Reproduce every entry exactly and leave its pictures out.

» Data section

-- Opening Marker --

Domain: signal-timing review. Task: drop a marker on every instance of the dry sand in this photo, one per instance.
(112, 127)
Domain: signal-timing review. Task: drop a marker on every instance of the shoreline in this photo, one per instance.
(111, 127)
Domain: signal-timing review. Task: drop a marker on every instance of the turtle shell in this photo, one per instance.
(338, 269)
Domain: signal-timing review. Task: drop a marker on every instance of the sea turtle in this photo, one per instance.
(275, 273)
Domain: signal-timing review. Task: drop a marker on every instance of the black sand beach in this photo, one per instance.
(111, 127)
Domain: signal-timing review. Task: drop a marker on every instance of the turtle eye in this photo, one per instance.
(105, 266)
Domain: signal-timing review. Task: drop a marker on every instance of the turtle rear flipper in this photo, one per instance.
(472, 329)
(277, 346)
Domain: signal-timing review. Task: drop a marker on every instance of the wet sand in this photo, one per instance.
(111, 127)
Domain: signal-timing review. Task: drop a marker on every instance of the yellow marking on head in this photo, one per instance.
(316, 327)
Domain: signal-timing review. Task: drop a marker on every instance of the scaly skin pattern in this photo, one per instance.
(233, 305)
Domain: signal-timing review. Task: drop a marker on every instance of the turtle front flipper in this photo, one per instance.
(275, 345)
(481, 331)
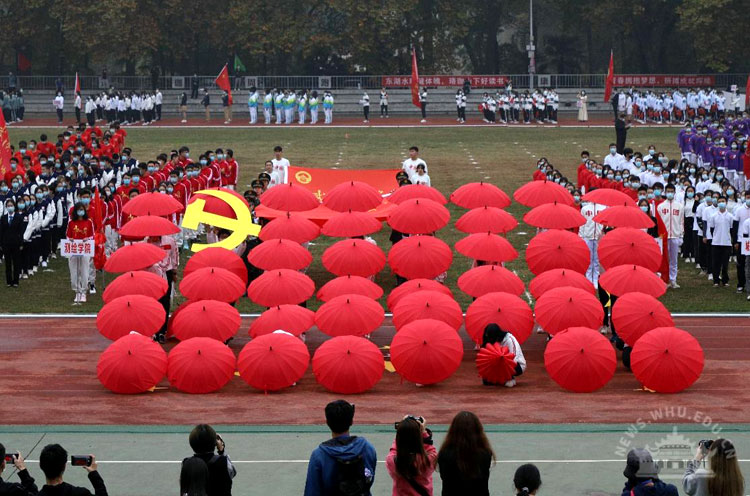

-- Closing Marker --

» Solution to this exercise
Domain: signal-timing review. Task: drop a marker on every instance of the dry sand in this photo, one per instance.
(112, 127)
Domain: signal-timing review. Task: drop a marker on every instance of the shoreline in this photo, one per instance.
(111, 127)
Domain: signal-timing review. Task: drop a marker on every instance of the turtle shell in this photo, one per instance.
(338, 269)
Domain: signal-timing review. Task: drop a marker on every instance of the sea turtle in this photo, one per instance.
(275, 273)
Domain: signal-timing review. Task: drop a marker on every instance of the black sand beach in this photo, one per instance.
(111, 127)
Domain: signal-timing review. Task: drop a marker on every instance of the turtle eye in this photo, one per instance.
(105, 266)
Domain: signal-timing review. Task: drop a marker on every instance of the turtle rear flipper in this photo, one per instance.
(472, 329)
(277, 346)
Domain: signal-timing review. Task: drop a marker on every instance of the wet sand in this photo, one per instance.
(111, 127)
Domain: signal-timing review. Task: drop a marker on every instance of the yellow marking on head in this photo, one per instance.
(316, 327)
Domain: signal-timing review. Task: drop a marker on every instance of the scaly skin pattern in this photo, one per instance.
(233, 305)
Domain: signal-timing review. Task: drop a marker on every instance of the turtle front flipper in this photo, one per instance.
(275, 345)
(481, 331)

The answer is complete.